▶ DATA ENTRIES:
-*-

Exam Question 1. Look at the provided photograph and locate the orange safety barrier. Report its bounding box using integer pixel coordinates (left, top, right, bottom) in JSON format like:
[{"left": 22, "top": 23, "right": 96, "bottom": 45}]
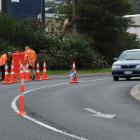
[
  {"left": 2, "top": 64, "right": 11, "bottom": 84},
  {"left": 10, "top": 61, "right": 17, "bottom": 83},
  {"left": 12, "top": 52, "right": 25, "bottom": 80},
  {"left": 25, "top": 63, "right": 31, "bottom": 82},
  {"left": 19, "top": 64, "right": 26, "bottom": 116},
  {"left": 70, "top": 62, "right": 79, "bottom": 84},
  {"left": 35, "top": 62, "right": 41, "bottom": 81},
  {"left": 42, "top": 61, "right": 49, "bottom": 80}
]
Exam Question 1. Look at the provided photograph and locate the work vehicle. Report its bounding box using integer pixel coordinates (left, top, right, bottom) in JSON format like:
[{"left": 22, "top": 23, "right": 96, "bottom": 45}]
[{"left": 112, "top": 49, "right": 140, "bottom": 81}]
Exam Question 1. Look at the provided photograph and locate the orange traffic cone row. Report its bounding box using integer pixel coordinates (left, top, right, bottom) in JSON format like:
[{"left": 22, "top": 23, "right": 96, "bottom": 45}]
[
  {"left": 19, "top": 64, "right": 26, "bottom": 116},
  {"left": 42, "top": 61, "right": 49, "bottom": 80},
  {"left": 35, "top": 62, "right": 41, "bottom": 81},
  {"left": 10, "top": 61, "right": 17, "bottom": 83},
  {"left": 70, "top": 62, "right": 79, "bottom": 84},
  {"left": 25, "top": 63, "right": 31, "bottom": 82},
  {"left": 2, "top": 64, "right": 11, "bottom": 84}
]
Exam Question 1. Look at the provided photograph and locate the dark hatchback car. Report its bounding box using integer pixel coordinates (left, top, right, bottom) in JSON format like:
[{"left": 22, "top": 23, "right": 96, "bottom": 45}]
[{"left": 112, "top": 49, "right": 140, "bottom": 81}]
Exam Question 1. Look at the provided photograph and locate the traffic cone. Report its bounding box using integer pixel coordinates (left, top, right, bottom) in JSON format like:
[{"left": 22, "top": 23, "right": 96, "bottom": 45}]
[
  {"left": 35, "top": 62, "right": 41, "bottom": 81},
  {"left": 25, "top": 63, "right": 31, "bottom": 82},
  {"left": 10, "top": 61, "right": 17, "bottom": 83},
  {"left": 2, "top": 64, "right": 11, "bottom": 84},
  {"left": 20, "top": 64, "right": 24, "bottom": 81},
  {"left": 70, "top": 62, "right": 79, "bottom": 84},
  {"left": 42, "top": 61, "right": 48, "bottom": 80},
  {"left": 19, "top": 64, "right": 26, "bottom": 116}
]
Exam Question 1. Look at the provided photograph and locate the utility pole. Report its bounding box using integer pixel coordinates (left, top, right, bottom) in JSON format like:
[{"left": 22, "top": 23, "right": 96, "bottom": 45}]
[{"left": 72, "top": 0, "right": 76, "bottom": 34}]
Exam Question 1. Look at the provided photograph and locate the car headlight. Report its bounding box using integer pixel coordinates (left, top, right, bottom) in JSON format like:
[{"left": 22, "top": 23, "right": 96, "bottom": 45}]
[
  {"left": 136, "top": 65, "right": 140, "bottom": 69},
  {"left": 112, "top": 65, "right": 121, "bottom": 70}
]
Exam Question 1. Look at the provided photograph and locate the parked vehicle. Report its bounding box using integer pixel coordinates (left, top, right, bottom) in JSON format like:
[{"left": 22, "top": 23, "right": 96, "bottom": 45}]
[{"left": 112, "top": 49, "right": 140, "bottom": 81}]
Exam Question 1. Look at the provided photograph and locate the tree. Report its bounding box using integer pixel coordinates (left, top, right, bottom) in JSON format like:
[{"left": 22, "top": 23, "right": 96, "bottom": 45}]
[
  {"left": 58, "top": 0, "right": 136, "bottom": 61},
  {"left": 129, "top": 0, "right": 140, "bottom": 14},
  {"left": 77, "top": 0, "right": 131, "bottom": 60}
]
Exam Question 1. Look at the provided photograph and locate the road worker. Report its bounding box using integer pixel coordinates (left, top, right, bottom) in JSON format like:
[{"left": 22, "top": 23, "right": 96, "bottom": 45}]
[
  {"left": 0, "top": 52, "right": 12, "bottom": 81},
  {"left": 24, "top": 46, "right": 37, "bottom": 80}
]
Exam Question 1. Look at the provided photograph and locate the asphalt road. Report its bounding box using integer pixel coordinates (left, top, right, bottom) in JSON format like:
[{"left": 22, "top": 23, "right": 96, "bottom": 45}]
[{"left": 0, "top": 76, "right": 140, "bottom": 140}]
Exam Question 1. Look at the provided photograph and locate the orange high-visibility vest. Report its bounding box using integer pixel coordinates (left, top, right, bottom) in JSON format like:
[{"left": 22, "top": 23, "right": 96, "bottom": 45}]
[
  {"left": 0, "top": 53, "right": 8, "bottom": 66},
  {"left": 24, "top": 49, "right": 37, "bottom": 68}
]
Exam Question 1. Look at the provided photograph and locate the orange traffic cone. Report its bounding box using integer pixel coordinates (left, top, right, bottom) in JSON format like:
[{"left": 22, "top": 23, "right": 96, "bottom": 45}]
[
  {"left": 25, "top": 64, "right": 31, "bottom": 82},
  {"left": 42, "top": 61, "right": 48, "bottom": 80},
  {"left": 19, "top": 64, "right": 26, "bottom": 116},
  {"left": 35, "top": 62, "right": 41, "bottom": 81},
  {"left": 2, "top": 64, "right": 11, "bottom": 84},
  {"left": 10, "top": 61, "right": 17, "bottom": 83},
  {"left": 70, "top": 62, "right": 79, "bottom": 84}
]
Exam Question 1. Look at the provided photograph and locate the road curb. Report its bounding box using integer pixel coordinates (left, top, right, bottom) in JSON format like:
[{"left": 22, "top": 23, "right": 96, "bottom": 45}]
[
  {"left": 49, "top": 73, "right": 111, "bottom": 79},
  {"left": 130, "top": 84, "right": 140, "bottom": 101}
]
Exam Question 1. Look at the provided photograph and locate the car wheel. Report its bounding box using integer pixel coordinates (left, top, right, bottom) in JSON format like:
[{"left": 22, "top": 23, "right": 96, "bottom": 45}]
[
  {"left": 113, "top": 76, "right": 119, "bottom": 81},
  {"left": 126, "top": 77, "right": 130, "bottom": 81}
]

-*-

▶ AIM:
Locate each line in the records above that contains the word "vehicle", matching case exactly. Copy every such line in full.

▶ TASK SOLUTION:
Exam Question 1. Look at the provided photograph and locate the work vehicle. Report its bounding box using integer pixel coordinates (left, top, right, bottom) in JSON format like:
Exam Question 1. Look at the provided photograph and locate the parked vehicle. Report its bounding box using integer pixel coordinates (left, top, right, bottom) in JSON format like:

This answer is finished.